▶ _OBJECTIVE_
Reproduce verbatim everything in the data below from the line containing "361), that would be appreciated." down to the line containing "point(293, 378)", including both of those lines. Leave the pictures out of your reproduction.

──────── LISTING ────────

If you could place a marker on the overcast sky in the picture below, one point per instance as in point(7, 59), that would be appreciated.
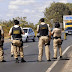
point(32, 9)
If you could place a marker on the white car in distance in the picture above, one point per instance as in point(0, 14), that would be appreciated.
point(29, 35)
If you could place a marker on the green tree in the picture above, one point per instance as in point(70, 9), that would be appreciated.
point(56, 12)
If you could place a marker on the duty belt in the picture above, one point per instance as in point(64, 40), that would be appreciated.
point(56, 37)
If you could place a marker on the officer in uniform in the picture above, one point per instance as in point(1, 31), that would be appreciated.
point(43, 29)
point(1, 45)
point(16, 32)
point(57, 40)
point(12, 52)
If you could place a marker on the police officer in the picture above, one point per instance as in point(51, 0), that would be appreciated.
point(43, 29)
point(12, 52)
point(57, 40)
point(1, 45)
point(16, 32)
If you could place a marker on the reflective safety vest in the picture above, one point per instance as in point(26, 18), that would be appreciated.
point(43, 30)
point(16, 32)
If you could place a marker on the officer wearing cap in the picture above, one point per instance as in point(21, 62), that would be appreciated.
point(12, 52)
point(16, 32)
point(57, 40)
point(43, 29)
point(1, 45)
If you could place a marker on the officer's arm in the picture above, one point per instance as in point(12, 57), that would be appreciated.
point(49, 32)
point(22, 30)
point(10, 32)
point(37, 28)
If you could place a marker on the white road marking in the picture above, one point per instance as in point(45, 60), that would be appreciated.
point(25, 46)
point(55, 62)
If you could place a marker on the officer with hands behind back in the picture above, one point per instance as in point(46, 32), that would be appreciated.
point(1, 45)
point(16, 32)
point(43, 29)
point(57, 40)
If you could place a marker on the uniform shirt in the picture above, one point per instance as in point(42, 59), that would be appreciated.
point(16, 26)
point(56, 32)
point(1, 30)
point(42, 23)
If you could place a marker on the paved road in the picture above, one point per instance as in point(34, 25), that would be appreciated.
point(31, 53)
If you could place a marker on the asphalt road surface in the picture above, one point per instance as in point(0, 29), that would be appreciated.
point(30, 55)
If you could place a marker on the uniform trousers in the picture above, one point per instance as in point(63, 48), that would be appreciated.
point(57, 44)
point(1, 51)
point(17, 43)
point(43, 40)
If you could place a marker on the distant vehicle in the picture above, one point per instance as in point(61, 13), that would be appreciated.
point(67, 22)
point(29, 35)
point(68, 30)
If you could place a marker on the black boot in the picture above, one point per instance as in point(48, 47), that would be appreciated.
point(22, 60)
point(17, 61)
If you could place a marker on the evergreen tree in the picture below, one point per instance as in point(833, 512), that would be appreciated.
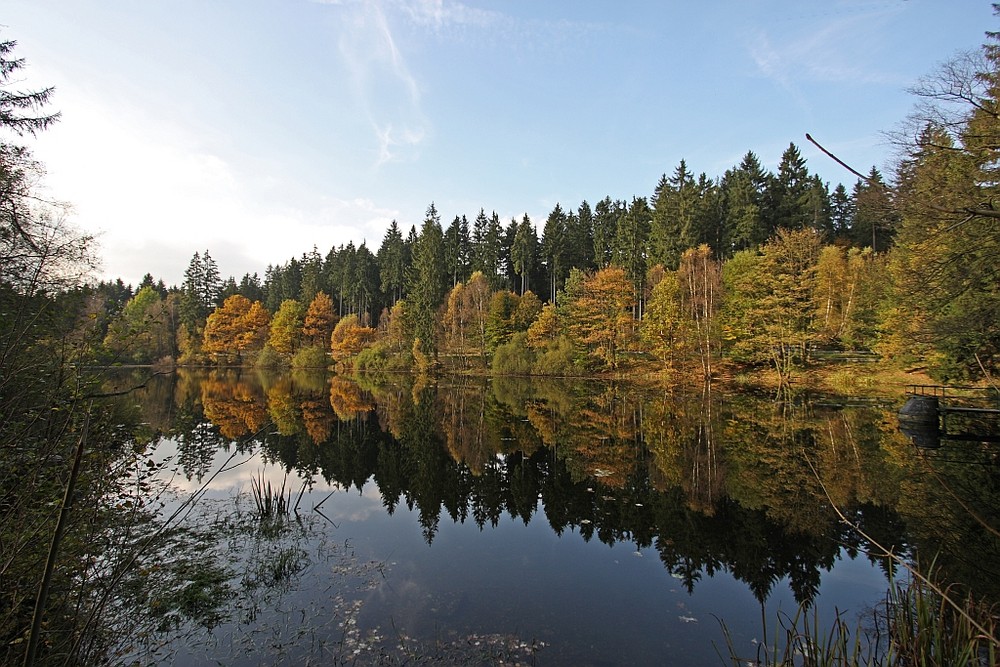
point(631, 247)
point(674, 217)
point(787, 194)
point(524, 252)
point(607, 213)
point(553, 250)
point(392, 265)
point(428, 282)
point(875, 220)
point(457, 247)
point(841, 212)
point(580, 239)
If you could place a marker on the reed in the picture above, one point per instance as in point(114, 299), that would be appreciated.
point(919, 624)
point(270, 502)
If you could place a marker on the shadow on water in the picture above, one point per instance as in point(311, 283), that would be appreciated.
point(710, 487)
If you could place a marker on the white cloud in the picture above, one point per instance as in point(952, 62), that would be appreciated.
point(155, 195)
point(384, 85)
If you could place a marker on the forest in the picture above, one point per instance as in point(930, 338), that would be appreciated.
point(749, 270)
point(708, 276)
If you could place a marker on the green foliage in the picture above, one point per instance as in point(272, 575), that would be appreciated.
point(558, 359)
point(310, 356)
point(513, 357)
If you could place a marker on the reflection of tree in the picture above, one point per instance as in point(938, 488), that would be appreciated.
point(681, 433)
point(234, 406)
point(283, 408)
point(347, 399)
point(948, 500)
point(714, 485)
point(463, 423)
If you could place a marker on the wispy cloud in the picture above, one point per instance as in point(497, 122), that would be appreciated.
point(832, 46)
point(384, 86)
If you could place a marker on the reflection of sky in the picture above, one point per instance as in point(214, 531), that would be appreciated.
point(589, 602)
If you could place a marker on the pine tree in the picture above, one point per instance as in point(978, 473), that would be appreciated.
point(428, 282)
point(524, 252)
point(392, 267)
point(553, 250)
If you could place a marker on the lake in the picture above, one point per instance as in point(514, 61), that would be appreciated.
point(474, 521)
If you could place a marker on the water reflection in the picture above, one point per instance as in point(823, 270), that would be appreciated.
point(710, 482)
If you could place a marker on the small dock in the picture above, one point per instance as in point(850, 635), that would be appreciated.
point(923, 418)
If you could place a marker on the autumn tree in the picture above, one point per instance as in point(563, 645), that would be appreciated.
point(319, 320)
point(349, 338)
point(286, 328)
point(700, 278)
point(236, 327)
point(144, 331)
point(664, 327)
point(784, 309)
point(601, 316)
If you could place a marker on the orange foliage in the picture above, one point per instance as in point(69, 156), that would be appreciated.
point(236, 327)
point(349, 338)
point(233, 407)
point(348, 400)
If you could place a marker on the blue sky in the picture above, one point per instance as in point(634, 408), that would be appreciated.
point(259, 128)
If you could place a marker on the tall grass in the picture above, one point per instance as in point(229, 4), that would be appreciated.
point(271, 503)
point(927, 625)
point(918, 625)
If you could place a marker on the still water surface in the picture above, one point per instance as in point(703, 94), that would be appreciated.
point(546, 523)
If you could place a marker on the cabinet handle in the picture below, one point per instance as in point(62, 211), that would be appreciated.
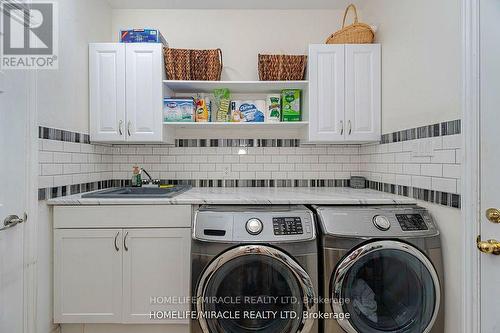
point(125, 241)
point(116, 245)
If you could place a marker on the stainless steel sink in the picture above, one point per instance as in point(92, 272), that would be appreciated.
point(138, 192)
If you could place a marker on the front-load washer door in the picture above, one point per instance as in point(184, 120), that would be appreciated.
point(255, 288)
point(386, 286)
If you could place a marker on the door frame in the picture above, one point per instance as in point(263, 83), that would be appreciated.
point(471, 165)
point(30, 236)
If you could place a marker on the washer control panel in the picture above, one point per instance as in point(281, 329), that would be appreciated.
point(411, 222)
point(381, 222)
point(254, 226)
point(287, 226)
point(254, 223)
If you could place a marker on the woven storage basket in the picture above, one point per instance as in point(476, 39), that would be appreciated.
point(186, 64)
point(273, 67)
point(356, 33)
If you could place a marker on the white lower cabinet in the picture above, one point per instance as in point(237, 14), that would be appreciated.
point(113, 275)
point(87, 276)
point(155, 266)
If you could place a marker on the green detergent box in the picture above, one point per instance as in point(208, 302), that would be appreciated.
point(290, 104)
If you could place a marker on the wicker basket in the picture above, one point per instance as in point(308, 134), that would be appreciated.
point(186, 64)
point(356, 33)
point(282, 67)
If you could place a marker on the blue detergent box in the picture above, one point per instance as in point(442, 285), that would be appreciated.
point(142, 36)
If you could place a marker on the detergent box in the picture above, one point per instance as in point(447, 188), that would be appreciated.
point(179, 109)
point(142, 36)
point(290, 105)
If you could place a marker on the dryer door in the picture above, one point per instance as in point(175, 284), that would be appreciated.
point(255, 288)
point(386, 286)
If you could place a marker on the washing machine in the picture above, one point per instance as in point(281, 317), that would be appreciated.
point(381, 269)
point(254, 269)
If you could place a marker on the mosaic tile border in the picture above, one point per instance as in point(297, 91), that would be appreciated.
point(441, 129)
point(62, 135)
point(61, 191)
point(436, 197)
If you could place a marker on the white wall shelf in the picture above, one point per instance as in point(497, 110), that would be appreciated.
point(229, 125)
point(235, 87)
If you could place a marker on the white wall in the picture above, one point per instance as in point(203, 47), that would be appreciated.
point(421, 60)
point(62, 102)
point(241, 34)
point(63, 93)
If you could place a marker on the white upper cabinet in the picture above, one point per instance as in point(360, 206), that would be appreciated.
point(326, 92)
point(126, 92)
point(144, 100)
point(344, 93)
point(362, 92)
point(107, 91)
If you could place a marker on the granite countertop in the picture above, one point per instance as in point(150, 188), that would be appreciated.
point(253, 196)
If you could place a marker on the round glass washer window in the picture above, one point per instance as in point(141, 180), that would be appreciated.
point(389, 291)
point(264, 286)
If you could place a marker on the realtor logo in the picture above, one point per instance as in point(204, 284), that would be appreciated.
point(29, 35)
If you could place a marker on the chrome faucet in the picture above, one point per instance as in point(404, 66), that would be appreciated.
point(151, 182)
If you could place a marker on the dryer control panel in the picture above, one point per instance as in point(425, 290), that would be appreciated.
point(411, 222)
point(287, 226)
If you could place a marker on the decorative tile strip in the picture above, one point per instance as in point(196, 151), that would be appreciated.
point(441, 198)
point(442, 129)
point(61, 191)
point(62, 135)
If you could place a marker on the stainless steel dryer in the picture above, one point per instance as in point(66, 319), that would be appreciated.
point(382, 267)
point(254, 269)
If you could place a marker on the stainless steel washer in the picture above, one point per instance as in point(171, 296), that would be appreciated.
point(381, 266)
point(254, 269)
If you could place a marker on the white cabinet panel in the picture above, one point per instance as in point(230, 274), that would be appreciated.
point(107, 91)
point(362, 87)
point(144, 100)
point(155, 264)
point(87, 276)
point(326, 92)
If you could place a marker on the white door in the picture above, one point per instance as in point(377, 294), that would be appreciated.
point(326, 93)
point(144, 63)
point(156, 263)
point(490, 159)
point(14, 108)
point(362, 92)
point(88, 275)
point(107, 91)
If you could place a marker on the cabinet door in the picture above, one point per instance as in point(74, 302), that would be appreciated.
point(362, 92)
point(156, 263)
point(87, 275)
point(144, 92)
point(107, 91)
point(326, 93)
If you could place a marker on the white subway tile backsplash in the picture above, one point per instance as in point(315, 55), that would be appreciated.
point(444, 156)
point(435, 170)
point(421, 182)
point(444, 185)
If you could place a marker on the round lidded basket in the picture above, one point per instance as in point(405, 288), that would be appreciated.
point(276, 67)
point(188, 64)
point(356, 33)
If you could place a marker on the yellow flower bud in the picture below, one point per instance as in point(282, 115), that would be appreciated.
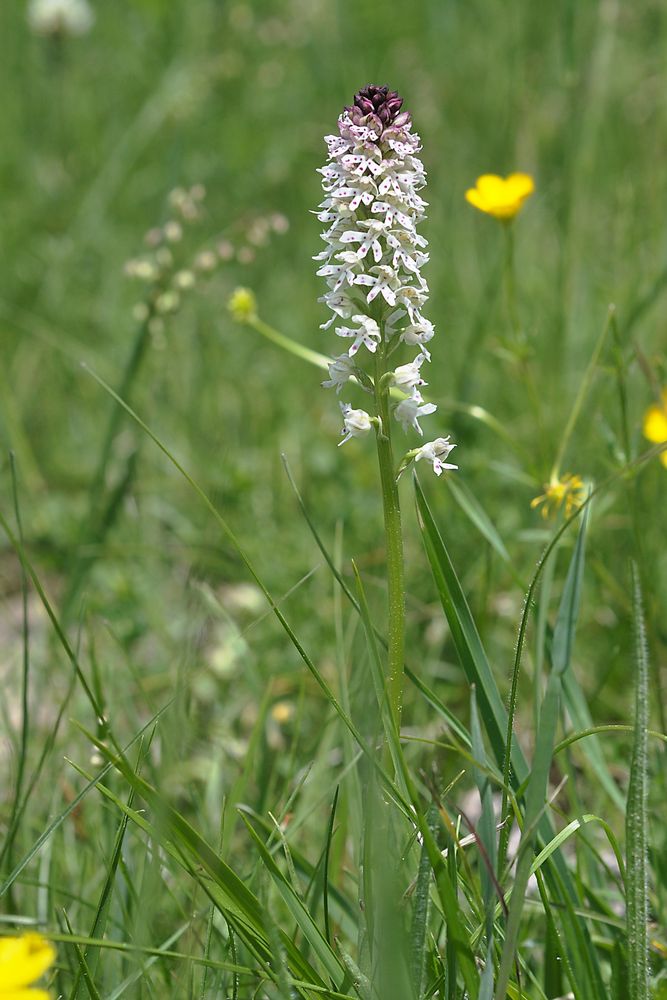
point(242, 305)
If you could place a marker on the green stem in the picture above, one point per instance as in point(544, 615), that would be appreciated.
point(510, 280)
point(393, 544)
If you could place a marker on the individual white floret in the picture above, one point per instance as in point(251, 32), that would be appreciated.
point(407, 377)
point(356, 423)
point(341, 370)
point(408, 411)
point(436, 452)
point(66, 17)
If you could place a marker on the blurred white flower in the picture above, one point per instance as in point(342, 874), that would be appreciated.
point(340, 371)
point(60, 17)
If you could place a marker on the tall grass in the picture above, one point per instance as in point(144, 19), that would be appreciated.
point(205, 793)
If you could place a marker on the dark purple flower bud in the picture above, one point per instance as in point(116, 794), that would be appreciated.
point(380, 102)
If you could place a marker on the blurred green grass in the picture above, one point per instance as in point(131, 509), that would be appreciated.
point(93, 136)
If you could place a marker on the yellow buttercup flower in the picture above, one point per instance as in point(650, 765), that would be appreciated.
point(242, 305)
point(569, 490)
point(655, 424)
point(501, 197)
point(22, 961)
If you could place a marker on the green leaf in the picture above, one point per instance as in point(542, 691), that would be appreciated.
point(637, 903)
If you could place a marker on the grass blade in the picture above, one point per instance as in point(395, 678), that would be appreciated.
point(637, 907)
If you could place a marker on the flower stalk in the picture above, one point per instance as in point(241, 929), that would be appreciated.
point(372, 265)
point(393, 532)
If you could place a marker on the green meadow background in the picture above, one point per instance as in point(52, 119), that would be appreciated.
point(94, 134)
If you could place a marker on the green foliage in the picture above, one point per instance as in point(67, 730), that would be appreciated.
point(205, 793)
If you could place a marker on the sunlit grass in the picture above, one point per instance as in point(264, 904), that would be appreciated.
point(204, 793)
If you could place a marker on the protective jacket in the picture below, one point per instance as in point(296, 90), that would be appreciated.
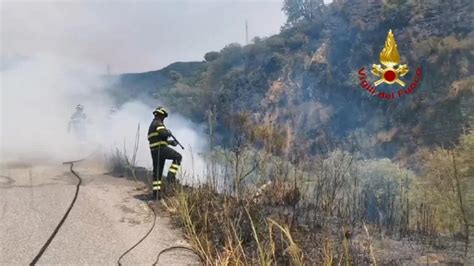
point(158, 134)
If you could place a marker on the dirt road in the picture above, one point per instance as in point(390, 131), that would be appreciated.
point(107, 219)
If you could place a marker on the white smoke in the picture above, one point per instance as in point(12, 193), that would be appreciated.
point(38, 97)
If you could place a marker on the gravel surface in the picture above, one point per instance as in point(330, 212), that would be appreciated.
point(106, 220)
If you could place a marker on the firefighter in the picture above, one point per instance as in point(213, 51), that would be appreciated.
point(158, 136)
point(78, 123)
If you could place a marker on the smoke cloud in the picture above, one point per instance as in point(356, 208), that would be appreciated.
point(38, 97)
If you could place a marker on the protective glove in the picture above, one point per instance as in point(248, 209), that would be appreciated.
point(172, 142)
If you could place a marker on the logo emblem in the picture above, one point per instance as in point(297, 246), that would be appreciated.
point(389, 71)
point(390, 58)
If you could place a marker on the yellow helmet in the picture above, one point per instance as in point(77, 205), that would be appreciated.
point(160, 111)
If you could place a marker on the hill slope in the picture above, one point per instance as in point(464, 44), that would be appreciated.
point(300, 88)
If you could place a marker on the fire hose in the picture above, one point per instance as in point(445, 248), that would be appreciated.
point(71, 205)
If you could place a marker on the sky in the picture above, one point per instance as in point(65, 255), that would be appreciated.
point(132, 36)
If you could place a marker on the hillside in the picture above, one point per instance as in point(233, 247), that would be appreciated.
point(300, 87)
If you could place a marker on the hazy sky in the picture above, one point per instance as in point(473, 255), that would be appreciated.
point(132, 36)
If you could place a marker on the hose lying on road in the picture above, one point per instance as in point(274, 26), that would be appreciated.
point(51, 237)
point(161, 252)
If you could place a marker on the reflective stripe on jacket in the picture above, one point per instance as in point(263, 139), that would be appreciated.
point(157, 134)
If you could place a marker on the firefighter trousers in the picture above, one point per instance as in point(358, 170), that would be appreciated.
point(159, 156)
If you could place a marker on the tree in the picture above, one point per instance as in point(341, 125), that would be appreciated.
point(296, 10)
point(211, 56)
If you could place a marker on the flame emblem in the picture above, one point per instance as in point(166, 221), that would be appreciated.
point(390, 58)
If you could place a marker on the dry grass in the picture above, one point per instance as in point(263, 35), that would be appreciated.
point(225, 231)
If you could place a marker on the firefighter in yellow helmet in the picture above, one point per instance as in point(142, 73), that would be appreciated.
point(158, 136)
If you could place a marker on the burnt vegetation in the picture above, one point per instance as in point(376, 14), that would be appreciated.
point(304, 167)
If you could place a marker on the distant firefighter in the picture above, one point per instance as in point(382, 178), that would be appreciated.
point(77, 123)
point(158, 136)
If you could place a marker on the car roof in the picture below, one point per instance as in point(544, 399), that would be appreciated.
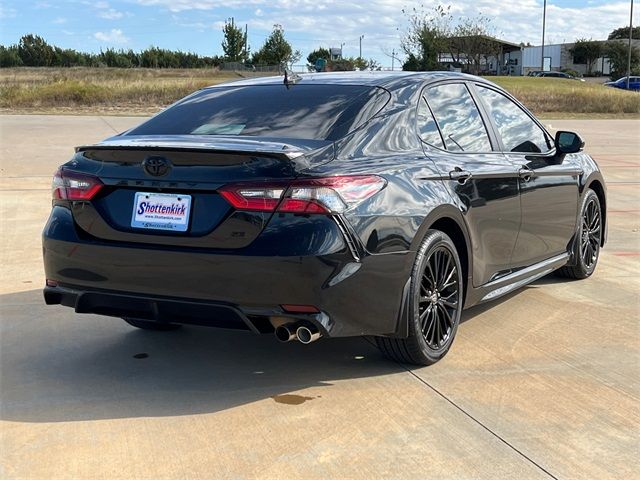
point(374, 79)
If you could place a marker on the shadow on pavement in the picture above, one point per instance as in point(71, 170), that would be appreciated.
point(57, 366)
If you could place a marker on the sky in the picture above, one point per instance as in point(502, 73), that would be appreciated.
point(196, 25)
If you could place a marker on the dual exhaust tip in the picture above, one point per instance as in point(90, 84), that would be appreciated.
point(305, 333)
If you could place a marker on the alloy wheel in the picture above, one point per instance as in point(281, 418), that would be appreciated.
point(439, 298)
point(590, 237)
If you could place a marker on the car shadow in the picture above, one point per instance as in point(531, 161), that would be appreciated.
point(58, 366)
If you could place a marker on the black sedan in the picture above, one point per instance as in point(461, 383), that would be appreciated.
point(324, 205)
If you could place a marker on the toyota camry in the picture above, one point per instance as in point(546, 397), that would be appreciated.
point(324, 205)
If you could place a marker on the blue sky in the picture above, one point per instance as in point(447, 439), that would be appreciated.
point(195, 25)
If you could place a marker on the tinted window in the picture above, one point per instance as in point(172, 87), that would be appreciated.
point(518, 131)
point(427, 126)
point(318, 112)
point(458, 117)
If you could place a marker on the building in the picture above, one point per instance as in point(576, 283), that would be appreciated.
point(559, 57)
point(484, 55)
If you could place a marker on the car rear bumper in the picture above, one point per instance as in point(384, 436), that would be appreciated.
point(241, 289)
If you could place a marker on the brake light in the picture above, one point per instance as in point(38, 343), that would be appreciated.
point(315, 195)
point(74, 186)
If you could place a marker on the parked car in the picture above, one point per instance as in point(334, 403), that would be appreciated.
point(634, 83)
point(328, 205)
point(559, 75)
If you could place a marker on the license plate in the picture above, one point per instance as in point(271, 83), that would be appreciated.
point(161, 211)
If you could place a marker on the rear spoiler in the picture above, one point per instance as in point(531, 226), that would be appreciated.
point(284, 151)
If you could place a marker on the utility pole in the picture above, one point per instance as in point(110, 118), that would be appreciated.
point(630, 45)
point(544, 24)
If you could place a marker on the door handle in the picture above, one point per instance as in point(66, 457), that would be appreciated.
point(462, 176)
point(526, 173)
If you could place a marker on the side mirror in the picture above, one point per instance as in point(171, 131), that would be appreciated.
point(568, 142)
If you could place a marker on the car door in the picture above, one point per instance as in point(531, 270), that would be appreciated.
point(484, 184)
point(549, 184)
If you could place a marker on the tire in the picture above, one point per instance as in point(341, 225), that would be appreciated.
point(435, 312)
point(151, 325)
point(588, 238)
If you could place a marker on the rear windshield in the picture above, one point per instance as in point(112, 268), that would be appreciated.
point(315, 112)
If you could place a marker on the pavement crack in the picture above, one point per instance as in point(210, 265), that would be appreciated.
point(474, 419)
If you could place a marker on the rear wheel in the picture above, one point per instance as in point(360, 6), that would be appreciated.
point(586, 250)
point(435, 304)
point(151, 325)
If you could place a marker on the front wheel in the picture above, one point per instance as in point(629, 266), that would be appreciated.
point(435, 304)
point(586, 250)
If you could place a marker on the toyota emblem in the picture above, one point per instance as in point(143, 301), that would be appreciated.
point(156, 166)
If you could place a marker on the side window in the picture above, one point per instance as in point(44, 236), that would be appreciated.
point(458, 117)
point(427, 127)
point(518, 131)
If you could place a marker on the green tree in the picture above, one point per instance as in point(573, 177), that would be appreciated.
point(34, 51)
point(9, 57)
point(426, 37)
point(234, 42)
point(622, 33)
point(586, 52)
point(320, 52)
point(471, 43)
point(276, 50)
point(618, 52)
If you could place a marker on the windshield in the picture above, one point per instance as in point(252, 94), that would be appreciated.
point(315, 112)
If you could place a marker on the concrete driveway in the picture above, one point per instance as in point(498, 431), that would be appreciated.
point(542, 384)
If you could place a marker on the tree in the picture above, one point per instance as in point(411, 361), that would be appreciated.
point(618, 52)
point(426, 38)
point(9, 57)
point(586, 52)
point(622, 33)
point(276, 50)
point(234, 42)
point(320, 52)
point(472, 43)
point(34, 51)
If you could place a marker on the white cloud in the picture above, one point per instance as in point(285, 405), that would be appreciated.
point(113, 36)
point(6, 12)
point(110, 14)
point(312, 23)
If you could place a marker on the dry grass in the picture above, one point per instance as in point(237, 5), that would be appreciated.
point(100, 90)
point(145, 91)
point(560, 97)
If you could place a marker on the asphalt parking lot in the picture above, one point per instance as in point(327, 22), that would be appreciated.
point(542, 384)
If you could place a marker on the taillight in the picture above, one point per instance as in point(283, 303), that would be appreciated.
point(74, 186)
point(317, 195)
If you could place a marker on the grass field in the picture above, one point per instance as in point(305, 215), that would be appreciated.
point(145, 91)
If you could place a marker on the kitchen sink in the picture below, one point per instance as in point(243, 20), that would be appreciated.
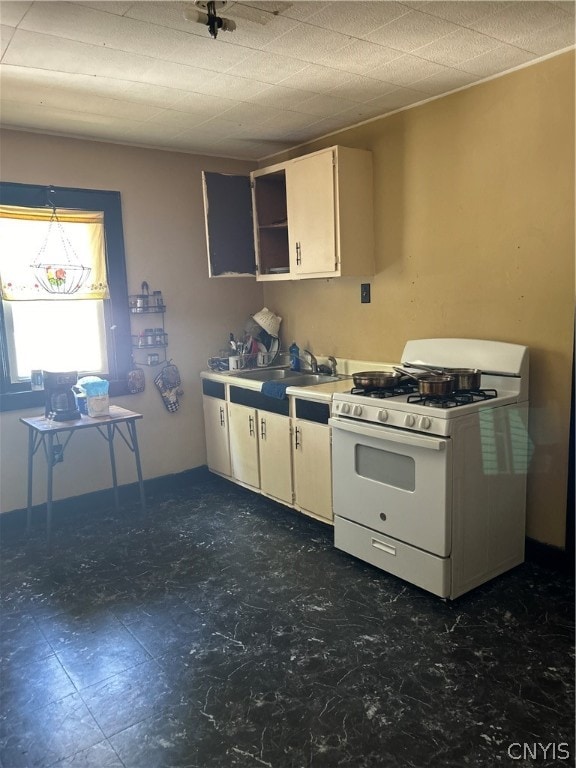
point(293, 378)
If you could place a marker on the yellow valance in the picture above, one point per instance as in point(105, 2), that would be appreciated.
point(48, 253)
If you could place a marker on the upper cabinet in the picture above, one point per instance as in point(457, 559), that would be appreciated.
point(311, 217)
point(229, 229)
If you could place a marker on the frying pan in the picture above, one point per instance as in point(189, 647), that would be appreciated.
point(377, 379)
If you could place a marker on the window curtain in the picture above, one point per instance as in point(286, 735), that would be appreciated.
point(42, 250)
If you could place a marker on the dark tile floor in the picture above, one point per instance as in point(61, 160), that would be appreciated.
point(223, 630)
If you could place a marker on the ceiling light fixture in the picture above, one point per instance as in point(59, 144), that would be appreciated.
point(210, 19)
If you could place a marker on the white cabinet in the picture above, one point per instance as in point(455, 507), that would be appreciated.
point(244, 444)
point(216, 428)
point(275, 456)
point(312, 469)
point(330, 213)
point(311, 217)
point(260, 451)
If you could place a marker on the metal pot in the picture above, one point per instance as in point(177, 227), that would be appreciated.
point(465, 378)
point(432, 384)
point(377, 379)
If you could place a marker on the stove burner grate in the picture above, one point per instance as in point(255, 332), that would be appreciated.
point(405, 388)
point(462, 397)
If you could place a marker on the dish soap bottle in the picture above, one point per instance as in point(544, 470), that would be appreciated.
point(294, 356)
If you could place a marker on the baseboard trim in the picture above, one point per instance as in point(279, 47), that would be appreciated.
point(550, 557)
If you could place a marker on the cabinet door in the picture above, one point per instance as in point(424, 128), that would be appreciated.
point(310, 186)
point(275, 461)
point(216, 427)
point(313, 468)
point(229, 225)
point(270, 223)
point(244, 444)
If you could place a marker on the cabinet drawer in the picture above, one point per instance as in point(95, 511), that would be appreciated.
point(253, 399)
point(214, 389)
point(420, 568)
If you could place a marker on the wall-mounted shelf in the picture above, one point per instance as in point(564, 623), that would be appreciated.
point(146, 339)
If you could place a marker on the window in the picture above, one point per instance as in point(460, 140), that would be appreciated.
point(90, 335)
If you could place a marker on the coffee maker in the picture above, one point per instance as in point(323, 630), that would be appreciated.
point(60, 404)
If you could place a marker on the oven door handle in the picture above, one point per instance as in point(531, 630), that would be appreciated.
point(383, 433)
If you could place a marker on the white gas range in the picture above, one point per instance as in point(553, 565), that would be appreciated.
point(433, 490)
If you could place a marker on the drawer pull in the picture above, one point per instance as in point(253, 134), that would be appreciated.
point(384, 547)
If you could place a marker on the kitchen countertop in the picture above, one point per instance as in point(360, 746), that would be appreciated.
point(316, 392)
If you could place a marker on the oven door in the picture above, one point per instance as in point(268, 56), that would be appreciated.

────────

▶ _FINAL RESULT_
If you could place a marker on the tree in the picture above, one point per instance as in point(411, 361), that would be appreciated.
point(618, 52)
point(426, 38)
point(9, 57)
point(586, 52)
point(622, 33)
point(276, 50)
point(234, 42)
point(320, 52)
point(472, 43)
point(34, 51)
If you could place a marker on the white cloud in the picture above, one point per instance as in point(285, 405), that would be appreciated.
point(113, 36)
point(6, 12)
point(110, 14)
point(312, 23)
If you could place a marker on the dry grass in the picture above, one point per instance as in point(237, 5), that would be appreciated.
point(100, 90)
point(145, 91)
point(560, 97)
If you could place a marker on the asphalt parking lot in the picture above, one point per instance as in point(327, 22), that would be appreciated.
point(542, 384)
If you could place a marker on the taillight in the picture above, one point per instance as in point(283, 303), that would be appreciated.
point(74, 186)
point(317, 195)
If you could place a marker on the grass field in the picture above, one point per instance as in point(305, 215), that would be appreciated.
point(145, 91)
If you could place a marker on the kitchen sink in the picture below, one point per instance as in point(243, 20), that would be appreciated.
point(293, 378)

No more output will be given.